[ТЕКСТ ДОКУМЕНТА]

Но это не есть надежда Нового Завета. Павел не прославляет страдание как самоцель. Он также не абсолютизирует страдание и смерть как существенные для человека как человека (или Бога как Бога). Для него жизнь и смерть не являются бинарной оппозицией, составляющей глубинную структуру человеческого существования, так что удалить смерть из человека означало бы лишить его человечности. Скорее, Павел уверен, что при возвращении Христа мы все изменимся (I Кор. 15:51), что смертное должно облечься в бессмертие (ст. 53), а смертность будет поглощена жизнью (2 Кор. 5:4). И у него есть эта уверенность, мы можем быть уверены, не как устоявшийся пережиток позднего еврейского апокалипсиса, еще не вычищенный из его мышления, а как неотъемлемый элемент его богооткровенного Евангелия.

[СОХРАНЁННЫЕ ЗАПИСИ]
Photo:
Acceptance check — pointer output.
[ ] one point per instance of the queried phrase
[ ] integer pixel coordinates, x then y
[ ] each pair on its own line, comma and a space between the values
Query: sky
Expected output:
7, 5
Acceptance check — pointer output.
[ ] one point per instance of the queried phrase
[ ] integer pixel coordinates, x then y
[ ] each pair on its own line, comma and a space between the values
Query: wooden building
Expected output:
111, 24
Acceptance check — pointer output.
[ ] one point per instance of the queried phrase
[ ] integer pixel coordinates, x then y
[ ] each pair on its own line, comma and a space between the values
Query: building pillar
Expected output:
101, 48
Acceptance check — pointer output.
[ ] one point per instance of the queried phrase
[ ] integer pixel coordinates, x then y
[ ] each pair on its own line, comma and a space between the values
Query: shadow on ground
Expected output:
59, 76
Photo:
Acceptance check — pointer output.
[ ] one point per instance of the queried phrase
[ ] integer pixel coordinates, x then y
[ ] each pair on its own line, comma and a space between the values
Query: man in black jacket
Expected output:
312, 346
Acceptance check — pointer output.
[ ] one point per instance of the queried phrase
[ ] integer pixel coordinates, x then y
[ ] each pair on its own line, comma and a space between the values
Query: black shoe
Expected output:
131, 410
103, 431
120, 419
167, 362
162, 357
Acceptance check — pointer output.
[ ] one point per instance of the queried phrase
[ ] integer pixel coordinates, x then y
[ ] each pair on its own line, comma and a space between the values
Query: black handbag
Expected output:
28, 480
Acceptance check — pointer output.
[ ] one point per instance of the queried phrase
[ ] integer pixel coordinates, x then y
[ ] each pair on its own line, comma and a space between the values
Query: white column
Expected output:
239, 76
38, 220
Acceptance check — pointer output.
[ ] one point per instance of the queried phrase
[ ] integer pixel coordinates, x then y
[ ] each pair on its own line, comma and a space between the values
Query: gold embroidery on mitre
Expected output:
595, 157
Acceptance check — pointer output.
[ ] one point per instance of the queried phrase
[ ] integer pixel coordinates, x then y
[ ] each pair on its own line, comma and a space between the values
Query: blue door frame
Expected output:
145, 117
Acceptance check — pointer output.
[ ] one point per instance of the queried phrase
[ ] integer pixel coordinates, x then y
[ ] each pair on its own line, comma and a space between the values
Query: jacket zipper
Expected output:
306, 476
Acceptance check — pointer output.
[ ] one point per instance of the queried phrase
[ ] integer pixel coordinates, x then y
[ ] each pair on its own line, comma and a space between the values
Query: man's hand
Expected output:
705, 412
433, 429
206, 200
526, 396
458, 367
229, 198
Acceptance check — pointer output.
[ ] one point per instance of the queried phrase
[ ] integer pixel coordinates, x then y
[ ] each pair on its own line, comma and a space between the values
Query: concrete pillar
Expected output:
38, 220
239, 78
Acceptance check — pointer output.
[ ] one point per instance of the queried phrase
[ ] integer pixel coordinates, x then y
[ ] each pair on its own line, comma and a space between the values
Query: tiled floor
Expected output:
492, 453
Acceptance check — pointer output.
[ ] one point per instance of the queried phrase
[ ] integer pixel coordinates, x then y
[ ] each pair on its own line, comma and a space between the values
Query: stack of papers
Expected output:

[ЦЕЛЬ]
Ответьте, пожалуйста, на вопросы по тексту о надежде Нового Завета:
(а) Какой стих из I Кор. приведён к словам о том, что при возвращении Христа мы все изменимся?
(б) Чем, согласно тексту, будет поглощена смертность?
(в) Как текст называет уверенность Павла вместо устоявшегося пережитка позднего еврейского апокалипсиса?

[РЕЗУЛЬТАТ ЗАДАНИЯ]
(а) I Кор. 15:51.
(б) Жизнью.
(в) Неотъемлемым элементом его богооткровенного Евангелия.